── Page extract ──
The theoretical approach for PR0 as it is presented here was initially brought up by Raph Levien (www.advogato.org/person/raph). We want to introduce a technique that - just like PageRank - analyzes link structures, but, that unlike PageRank does not determine the general importance of a web page but rather measures its negative characteristics. For the sake of simplicity this technique shall be called "BadRank".

BadRank is in priciple based on "linking to bad neighbourhoods". If one page links to another page with a high BadRank, the first page gets a high BadRank itself through this link. The similarities to PageRank are obvious. The difference is that BadRank is not based on the evaluation of inbound links of a web page but on its outbound links. In this sense, BadRank represents a reversion of PageRank. In a direct adaptation of the PageRank algorithm, BadRank would be given by the following formula:

BR(A) = E(A) (1-d) + d (BR(T1)/C(T1) + ... + BR(Tn)/C(Tn)) where

BR(A) is the BadRank of page A,
BR(Ti) is the BadRank of pages Ti which are outbound links of page A,
C(Ti) is here the number of inbound links of page Ti and
d is the again necessary damping factor.
In the previously discussed modifications of the PageRank algorithm, E(A) represented the special evaluation of certain web pages. Regarding the BadRank algorithm, this value reflects if a page was detected by a spam filter or not. Without the value E(A), the BadRank algorithm would be useless because it was nothing but another analysis of link structures which would not take any further criteria into account.

By means of the BadRank algorithm, first of all, spam pages can be evaluated. A filter assigns a numeric value E(A) to them, which can, for example, be based on the degree of spamming or maybe even better on their PageRank. Thereby, again, the sum of all E(A) has to equal the total number of web pages. In the course of an iterative computation, BadRank is not only transfered to pages which link to spam pages. In fact, BadRank is able to identify regions of the web where spam tends to occur relatively often, just as PageRank identifies regions of the web which are of general importance.

Of course, BadRank and PageRank have significant differences, especially, because of using outbound and inbound links, respectively. Our example shows a simple, hierarchically structured website that reflects common link structures pretty well. Each page links to every page which is on a higher hierachical level and on its branch of the website's tree structure. Each page links to pages which are arranged hierarchically directly below them and, additionally, pages on the same branch and the same hierarchical level link to each other.

The following table shows the distribution of inbound and outbound links for the hierarchical levels of such a site.
───
**Tasks**
A: Return the part of the BadRank passage from "BR(A) is the" up to and including "criteria into account.", word for word.
B: Write the next part of the BadRank passage, picking up after its final sentence.
── Supplied records ──
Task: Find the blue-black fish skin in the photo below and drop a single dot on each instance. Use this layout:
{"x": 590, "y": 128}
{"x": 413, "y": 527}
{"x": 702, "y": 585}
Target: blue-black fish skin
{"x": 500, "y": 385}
───
**Results of the exercise**
A:
BR(A) is the BadRank of page A,
BR(Ti) is the BadRank of pages Ti which are outbound links of page A,
C(Ti) is here the number of inbound links of page Ti and
d is the again necessary damping factor.
In the previously discussed modifications of the PageRank algorithm, E(A) represented the special evaluation of certain web pages. Regarding the BadRank algorithm, this value reflects if a page was detected by a spam filter or not. Without the value E(A), the BadRank algorithm would be useless because it was nothing but another analysis of link structures which would not take any further criteria into account.

B:
Level inbound Links outbound Links
0 6 2
1 4 4
2 2 3

As to be expected, regarding inbound links, a hierarchical gradation from the index page downwards takes place. In contrast, we find the highest number of outbound links on the website's mid-level. We can see similar results, when we add another level of pages to our website while the above described linking rules stay the same.

Level inbound Links outbound Links
0 14 2
1 8 4
2 4 5
3 2 4

Again, there is a concentration of outbound links on the website's mid-level. But most of all, the outbound links are much more evenly distributed than the inbound links. If we assign a value of 100 to the index page's E(A) in our original example, while all other values E equal 1 and if the damping factor d is 0.85, we get the following BadRank values:

Page BadRank
A 22.39
B/C 17.39
D/E/F/G 12.21

First of all, we see that the BadRank distributes from the index page among all other pages of the website. The combination of PageRank and BadRank will be discussed in detail below, but, no matter how the combination will be realized, it is obvious that both can neutralize each other very well. After all, we can assume that also the page's PageRank decreases, the lower the hierarchy level is, so that a PR0 can easily be achieved for all pages.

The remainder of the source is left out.